• [What to produce]:
Convert the entries, starting at the beginning and going on through the line with "x=260, y=166", into a two-column CSV headed entry_text and answer. Give one row per entry, with each field in quotation marks and its line breaks turned into spaces, and leave out the pictures.
───
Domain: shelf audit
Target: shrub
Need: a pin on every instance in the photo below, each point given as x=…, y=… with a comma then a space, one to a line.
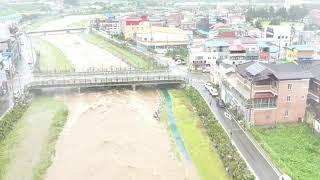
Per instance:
x=8, y=122
x=229, y=155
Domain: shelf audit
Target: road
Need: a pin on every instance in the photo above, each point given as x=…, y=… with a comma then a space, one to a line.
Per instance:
x=23, y=74
x=260, y=166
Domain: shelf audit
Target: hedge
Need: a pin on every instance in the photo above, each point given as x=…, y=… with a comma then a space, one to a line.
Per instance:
x=8, y=122
x=234, y=164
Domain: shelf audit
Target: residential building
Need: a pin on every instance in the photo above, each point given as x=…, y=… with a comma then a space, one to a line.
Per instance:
x=299, y=52
x=162, y=37
x=130, y=25
x=280, y=36
x=267, y=93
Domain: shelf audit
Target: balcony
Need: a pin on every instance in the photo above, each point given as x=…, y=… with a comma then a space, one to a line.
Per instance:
x=314, y=95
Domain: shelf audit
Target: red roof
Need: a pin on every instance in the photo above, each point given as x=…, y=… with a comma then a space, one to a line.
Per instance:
x=227, y=34
x=263, y=95
x=236, y=47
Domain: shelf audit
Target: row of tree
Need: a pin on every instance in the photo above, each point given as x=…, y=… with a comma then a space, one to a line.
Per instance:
x=294, y=13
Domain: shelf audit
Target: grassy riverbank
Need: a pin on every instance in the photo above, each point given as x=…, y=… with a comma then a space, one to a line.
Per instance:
x=32, y=140
x=293, y=147
x=198, y=144
x=118, y=51
x=51, y=57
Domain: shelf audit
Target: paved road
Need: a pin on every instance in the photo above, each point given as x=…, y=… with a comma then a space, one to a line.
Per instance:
x=253, y=157
x=22, y=75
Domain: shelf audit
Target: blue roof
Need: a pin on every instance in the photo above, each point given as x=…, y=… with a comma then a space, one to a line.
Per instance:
x=301, y=47
x=215, y=43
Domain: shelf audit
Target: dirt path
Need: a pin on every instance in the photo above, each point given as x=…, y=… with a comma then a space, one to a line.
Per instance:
x=36, y=121
x=113, y=135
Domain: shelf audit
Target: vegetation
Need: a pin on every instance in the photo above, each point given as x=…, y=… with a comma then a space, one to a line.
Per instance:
x=183, y=52
x=8, y=122
x=293, y=147
x=48, y=149
x=52, y=58
x=205, y=158
x=80, y=23
x=121, y=51
x=231, y=159
x=10, y=128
───
• [Result of this task]:
entry_text,answer
"Domain: shelf audit Target: shrub Need: a pin on every instance in the photo below, each point given as x=…, y=… with a comma then a space, one to a line. Per instance:","x=8, y=122 x=229, y=155"
"Domain: shelf audit Target: road Need: a pin on every instance in the photo above, each point given as x=…, y=… with a comma then a space, one to a line. Per instance:","x=23, y=74 x=260, y=166"